Владимир Ананьев Театр – это весь мир

   Всем известна фраза Шекспира: «Весь мир – театр». Ее произносят, когда лишний раз хотят подчеркнуть, что мы – мужчины, женщины, дети – лишь исполнители неких ролей на сцене жизни. А если в знаменитой фразе попробовать поменять слова местами? Получится: «Театр – весь мир». По-моему, звучит не хуже, чем у Шекспира. А уж для человека, серьезно занимающегося театром, вообще может быть только так, а не иначе, для него театр на самом деле Вселенная, в которой есть абсолютно все: и духовность, и красота, и религия, и политика… Когда это понимаешь, механизм взаимоотношений актеров друг с другом, механизм общения со зрителем, с драматургией, литературой становится не просто жизненной необходимостью, а буквально твоим воздухом. Для меня, почти случайно оказавшегося в театре Гедрюса Мацкявичюса, это было огромное открытие. Оно поменяло мое отношение не только к театру, но и к жизни в целом. Позднее, когда друзья детства спрашивали у меня совета: что делать, как жить, я им говорил: идите работать в театр, там вы найдете все, что нужно человеку. Лично для меня театр стал отдушиной, выходом из духовного тупика. Я чувствовал это на интуитивном уровне. Кроме того, мне повезло вдвойне: начав работать в коллективе, я сразу попал под крыло Анатолия Бочарова, который по значимости, не должностной (все актеры были равны), а человеческой, стоял в нашем восприятии на втором месте после Гедрюса. Они были как отец и сын, причем Толику не так уж редко выпадала роль отца, не случайно же актеры называли его совестью коллектива. Бочаров не учил меня существованию в театре, он рассказывал мне про свою жизнь через театр, показывал, как это все тесно переплетено. Для него театр тоже был и остается всем миром.
   Однажды, когда актеров нашего театра пригласили выступить на телевидении, Ольга Яковлева сказала в интервью журналистам: «Я себя чувствую миссионером, наш театр несет на себе миссию». Согласен с Ольгой, визуальные виды искусства, в частности театр и кино, обладают самой высокой степенью воздействия на человека, а следовательно, их ответственность за то, что вкладывается в умы и души зрителей, тоже высокая. И мы эту планку держали на протяжении всех 15 лет существования коллектива.
   Уникальность Театра пластической драмы заключалась в том, что он вобрал в себя разные жанры: драму, балет, танец, акробатику, но так называемый синтез не был самоцелью, все, что происходило на сцене – каждый шаг, каждое движение, тишина, звучание музыки, – было драматургически обосновано. Человек, незнакомый с нашим театром, мог бы задать резонный, с его точки зрения, вопрос: если театр концептуально отказывается от слова, то зачем ставить спектакли по мотивам поэзии Шекспира, Блока, Бальмонта? Поэзия, если это настоящая поэзия, говорил Гедрюс, не рождается «просто так», каждое слово в стихотворении подобрано автором максимально точно, потому что за словом, метафорой, ритмом стоит конкретное переживание, за переживанием – событие, цепь событий, складывающихся в сюжет. Умению читать поэзию и прозу, вернее, вчитываться в нее, препарировать текст, по крупицам извлекать из него драматургию Гедрюс учился у Марии Осиповны Кнебель.

» **Записи**:
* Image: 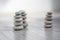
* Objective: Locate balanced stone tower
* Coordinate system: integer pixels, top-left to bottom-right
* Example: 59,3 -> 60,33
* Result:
14,10 -> 27,31
45,12 -> 53,28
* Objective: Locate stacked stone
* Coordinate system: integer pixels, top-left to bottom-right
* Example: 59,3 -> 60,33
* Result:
14,10 -> 27,31
45,12 -> 52,28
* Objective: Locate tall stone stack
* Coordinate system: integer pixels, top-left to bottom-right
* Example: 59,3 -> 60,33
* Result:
45,12 -> 53,28
14,10 -> 27,31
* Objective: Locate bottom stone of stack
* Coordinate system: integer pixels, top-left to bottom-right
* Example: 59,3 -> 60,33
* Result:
14,26 -> 23,31
23,23 -> 28,28
44,25 -> 52,28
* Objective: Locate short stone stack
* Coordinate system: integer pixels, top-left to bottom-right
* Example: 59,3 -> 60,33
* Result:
14,10 -> 27,31
45,12 -> 53,28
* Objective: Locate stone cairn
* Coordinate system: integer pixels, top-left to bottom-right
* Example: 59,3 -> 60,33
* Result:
45,12 -> 53,28
14,10 -> 27,31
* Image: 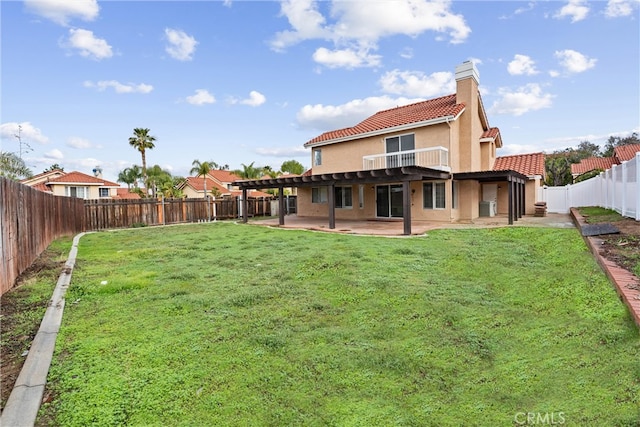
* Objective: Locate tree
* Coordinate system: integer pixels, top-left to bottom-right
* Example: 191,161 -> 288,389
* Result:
0,151 -> 33,181
118,165 -> 142,189
280,160 -> 304,175
129,128 -> 156,193
233,162 -> 263,179
189,159 -> 213,198
42,163 -> 64,172
603,132 -> 640,157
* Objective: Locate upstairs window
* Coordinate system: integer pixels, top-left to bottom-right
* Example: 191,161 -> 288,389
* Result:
422,181 -> 445,209
385,133 -> 416,168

» **Задания**:
1/ Процитируйте отрывок дословно, начиная со слов «Однажды, когда актеров» и до слов «лет существования коллектива.» включительно.
2/ Ответьте по отрывку на вопросы:
(а) Как актеры называли Анатолия Бочарова?
(б) Сколько лет существовал коллектив?
(в) У кого Гедрюс учился умению читать поэзию и прозу?
Для ответов используйте только отрывок.

» **Ответы**:
1/
Однажды, когда актеров нашего театра пригласили выступить на телевидении, Ольга Яковлева сказала в интервью журналистам: «Я себя чувствую миссионером, наш театр несет на себе миссию». Согласен с Ольгой, визуальные виды искусства, в частности театр и кино, обладают самой высокой степенью воздействия на человека, а следовательно, их ответственность за то, что вкладывается в умы и души зрителей, тоже высокая. И мы эту планку держали на протяжении всех 15 лет существования коллектива.

2/
(а) Совестью коллектива.
(б) 15 лет.
(в) У Марии Осиповны Кнебель.